> **Records for this task**
(begin)

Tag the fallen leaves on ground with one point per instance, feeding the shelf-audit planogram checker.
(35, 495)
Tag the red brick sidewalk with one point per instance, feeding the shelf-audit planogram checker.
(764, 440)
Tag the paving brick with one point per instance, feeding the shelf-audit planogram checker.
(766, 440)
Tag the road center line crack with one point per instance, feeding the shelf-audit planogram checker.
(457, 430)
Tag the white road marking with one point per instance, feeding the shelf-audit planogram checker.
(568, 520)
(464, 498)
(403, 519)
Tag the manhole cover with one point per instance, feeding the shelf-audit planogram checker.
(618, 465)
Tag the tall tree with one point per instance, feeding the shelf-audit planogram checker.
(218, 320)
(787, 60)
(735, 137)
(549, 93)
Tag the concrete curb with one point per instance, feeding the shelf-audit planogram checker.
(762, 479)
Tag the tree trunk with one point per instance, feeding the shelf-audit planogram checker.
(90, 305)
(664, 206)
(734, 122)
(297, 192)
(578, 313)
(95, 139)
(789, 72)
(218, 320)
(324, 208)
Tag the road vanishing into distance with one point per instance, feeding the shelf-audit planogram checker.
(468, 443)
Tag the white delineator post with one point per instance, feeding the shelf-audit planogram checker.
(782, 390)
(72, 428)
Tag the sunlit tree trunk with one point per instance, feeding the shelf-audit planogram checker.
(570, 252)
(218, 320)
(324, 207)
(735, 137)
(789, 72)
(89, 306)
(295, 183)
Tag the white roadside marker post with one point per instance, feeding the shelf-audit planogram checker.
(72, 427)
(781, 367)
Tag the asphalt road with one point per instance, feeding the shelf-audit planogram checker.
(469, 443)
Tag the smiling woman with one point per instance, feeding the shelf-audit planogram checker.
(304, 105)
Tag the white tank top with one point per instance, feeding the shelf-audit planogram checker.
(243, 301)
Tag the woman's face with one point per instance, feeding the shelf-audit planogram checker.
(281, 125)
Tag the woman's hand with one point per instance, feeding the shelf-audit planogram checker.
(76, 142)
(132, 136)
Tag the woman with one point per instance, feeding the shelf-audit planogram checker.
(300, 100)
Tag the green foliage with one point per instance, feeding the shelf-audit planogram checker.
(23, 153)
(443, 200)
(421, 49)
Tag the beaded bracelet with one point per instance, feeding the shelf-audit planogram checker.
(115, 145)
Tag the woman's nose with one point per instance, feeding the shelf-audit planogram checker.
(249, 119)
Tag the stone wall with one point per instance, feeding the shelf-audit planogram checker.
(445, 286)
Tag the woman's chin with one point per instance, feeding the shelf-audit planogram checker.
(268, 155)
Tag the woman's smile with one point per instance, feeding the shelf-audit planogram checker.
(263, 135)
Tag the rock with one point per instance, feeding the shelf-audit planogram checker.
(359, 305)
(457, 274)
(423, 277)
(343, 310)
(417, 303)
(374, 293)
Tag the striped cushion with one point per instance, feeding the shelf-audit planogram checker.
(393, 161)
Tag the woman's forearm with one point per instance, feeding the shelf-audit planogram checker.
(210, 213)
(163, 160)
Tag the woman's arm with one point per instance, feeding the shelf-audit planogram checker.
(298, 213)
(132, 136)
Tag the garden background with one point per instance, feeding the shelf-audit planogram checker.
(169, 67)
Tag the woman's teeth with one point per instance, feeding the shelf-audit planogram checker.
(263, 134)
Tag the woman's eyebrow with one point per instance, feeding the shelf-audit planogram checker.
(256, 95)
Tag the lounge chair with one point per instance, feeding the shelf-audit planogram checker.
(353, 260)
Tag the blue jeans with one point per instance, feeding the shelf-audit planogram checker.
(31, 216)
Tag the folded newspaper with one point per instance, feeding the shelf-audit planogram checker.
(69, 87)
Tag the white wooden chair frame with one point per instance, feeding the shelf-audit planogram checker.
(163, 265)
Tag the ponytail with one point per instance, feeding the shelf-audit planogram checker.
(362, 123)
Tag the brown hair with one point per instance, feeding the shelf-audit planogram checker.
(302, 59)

(end)

> **Written task**
Set down the listing in full, keeping every word exactly as it is.

> **Complete response**
Tag the fallen leaves on ground with one point per instance, feeding the shelf-audit planogram checker.
(35, 495)
Tag the red brick sidewalk with one point per instance, feeding the shelf-audit planogram checker.
(764, 440)
Tag the paving brick with one point per instance, feeding the shelf-audit planogram checker.
(766, 440)
Tag the road center line crack with one point per instance, feeding the shelf-audit planogram checker.
(457, 430)
Tag the white road marking with one point per instance, feeding the shelf-audit planogram checker.
(568, 520)
(464, 498)
(403, 519)
Tag the manhole cover with one point per instance, feeding the shelf-audit planogram checker.
(618, 465)
Tag the tall tree with one point per instance, feeding the shelf-audit planogram checker.
(218, 320)
(787, 60)
(735, 137)
(549, 93)
Tag the concrete curb with one point per instance, feeding the shelf-audit planogram checker.
(762, 479)
Tag the tree trunk with one point per instance, feeding the shelf-audit planogram checker.
(90, 305)
(664, 206)
(734, 122)
(297, 192)
(578, 313)
(95, 139)
(789, 72)
(218, 320)
(324, 208)
Tag the road vanishing into distance with one point per instance, feeding the shelf-audit planogram checker.
(468, 443)
Tag the white delineator post with one point per instance, feeding the shelf-audit planogram checker.
(782, 390)
(72, 428)
Tag the sunlit tree trunk with one point per instance, feeding the shelf-audit planogram checker.
(570, 252)
(218, 320)
(324, 207)
(735, 137)
(789, 72)
(89, 306)
(295, 183)
Tag the white roadside marker post with one point per instance, feeding the shelf-audit planogram checker.
(72, 427)
(781, 367)
Tag the asphalt road with one point per instance, feeding the shelf-audit planogram checker.
(469, 443)
Tag the smiling woman with one point per instance, feeding the shelf-audit planogram checker.
(304, 105)
Tag the white tank top with one point per instance, feeding the shelf-audit planogram checker.
(243, 301)
Tag the woman's face with one point per instance, feeding the shelf-audit planogram checker.
(281, 125)
Tag the woman's hand with one point per instance, feeding the shelf-audit planogram checker.
(76, 142)
(132, 136)
Tag the woman with one point per instance, feeding the shelf-audit planogram checker.
(300, 100)
Tag the green foliage with one point per instance, feeding the shelf-audit planogram checker.
(23, 153)
(443, 200)
(421, 49)
Tag the beaded bracelet with one point per instance, feeding the shelf-audit planogram checker.
(115, 145)
Tag the woman's nose with one point per instance, feeding the shelf-audit planogram checker.
(249, 119)
Tag the stone wall with one point per instance, feeding the shelf-audit planogram checker.
(445, 286)
Tag the woman's chin with one point per instance, feeding the shelf-audit planogram checker.
(268, 155)
Tag the woman's smile with one point per instance, feeding the shelf-audit planogram checker.
(263, 135)
Tag the rock with one point per instance, feeding the shelf-audit planogram checker.
(359, 305)
(457, 274)
(423, 277)
(343, 310)
(417, 303)
(374, 293)
Tag the striped cushion with one point per instance, feeding the shelf-audit planogram checker.
(393, 161)
Tag the woman's forearm with one point per instance, feeding the shelf-audit planogram checker.
(210, 213)
(163, 160)
Tag the woman's arm with one point per instance, feeding the shelf-audit planogram checker.
(298, 213)
(132, 136)
Tag the garden background with one point per instance, feeding the shelf-audit planogram checker.
(169, 67)
Tag the woman's teeth with one point per instance, feeding the shelf-audit planogram checker.
(263, 134)
Tag the woman's eyebrow with one point per instance, feeding the shelf-audit planogram checker.
(256, 95)
Tag the lounge chair with one point per instance, feeding the shelf-audit planogram checker.
(353, 260)
Tag the blue jeans with one point per instance, feeding the shelf-audit planogram checker.
(31, 216)
Tag the folded newspaper with one point per instance, feeding the shelf-audit planogram checker.
(69, 87)
Tag the white wooden chair frame with one point per instance, feeding the shelf-audit planogram checker.
(163, 265)
Tag the ponytail with one point per instance, feeding the shelf-audit planogram checker.
(362, 123)
Tag the brown hair with one point per instance, feeding the shelf-audit planogram checker.
(302, 59)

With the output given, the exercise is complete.